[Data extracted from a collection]
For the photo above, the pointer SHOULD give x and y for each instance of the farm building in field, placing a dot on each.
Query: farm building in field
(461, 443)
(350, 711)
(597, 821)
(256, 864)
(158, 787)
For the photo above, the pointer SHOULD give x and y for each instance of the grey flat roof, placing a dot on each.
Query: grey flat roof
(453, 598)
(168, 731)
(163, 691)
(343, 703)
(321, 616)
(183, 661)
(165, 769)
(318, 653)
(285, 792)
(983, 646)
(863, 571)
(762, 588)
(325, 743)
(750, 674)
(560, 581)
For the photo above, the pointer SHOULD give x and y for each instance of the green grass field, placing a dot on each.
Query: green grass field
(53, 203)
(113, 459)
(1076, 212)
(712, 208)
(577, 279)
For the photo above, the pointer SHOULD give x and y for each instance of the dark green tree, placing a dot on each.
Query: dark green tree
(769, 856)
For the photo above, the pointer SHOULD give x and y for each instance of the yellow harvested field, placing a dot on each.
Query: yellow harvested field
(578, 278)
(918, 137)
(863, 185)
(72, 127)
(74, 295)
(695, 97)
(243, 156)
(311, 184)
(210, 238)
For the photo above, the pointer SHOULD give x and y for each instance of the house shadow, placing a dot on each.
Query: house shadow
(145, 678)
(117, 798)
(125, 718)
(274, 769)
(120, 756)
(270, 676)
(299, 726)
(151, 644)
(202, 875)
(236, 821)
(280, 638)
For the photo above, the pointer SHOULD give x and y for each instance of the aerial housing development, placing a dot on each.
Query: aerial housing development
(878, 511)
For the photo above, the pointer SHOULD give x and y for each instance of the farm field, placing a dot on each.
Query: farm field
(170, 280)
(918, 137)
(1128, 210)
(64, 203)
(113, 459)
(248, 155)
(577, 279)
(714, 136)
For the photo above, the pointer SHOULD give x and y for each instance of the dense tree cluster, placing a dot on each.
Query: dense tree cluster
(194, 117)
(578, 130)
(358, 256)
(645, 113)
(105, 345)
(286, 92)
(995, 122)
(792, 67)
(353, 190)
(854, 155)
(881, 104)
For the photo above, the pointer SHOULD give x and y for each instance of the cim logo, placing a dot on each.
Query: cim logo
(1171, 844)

**Task requirements**:
Set out exactly the lines from the one bearing "farm field, placing a dot on each." through the end of the data, including both ends and omitting all others.

**Answer to this task**:
For the photo above, the pointer SHOULD give x and y for each instance of the farm field, placing a dot on each.
Query: farm field
(170, 280)
(918, 137)
(1128, 210)
(64, 203)
(113, 459)
(248, 155)
(577, 279)
(714, 136)
For the photo above, the pointer SHOULD give x and y for each instance of the dense tree cluster, placing a dot on each.
Query: dense tree cluster
(194, 117)
(578, 130)
(358, 256)
(645, 113)
(105, 345)
(286, 92)
(995, 122)
(792, 67)
(353, 190)
(854, 155)
(881, 104)
For the photo above, the pointer SHOULD give x and y for each instance of the cim logo, placing a dot on each.
Query: cim logo
(1171, 844)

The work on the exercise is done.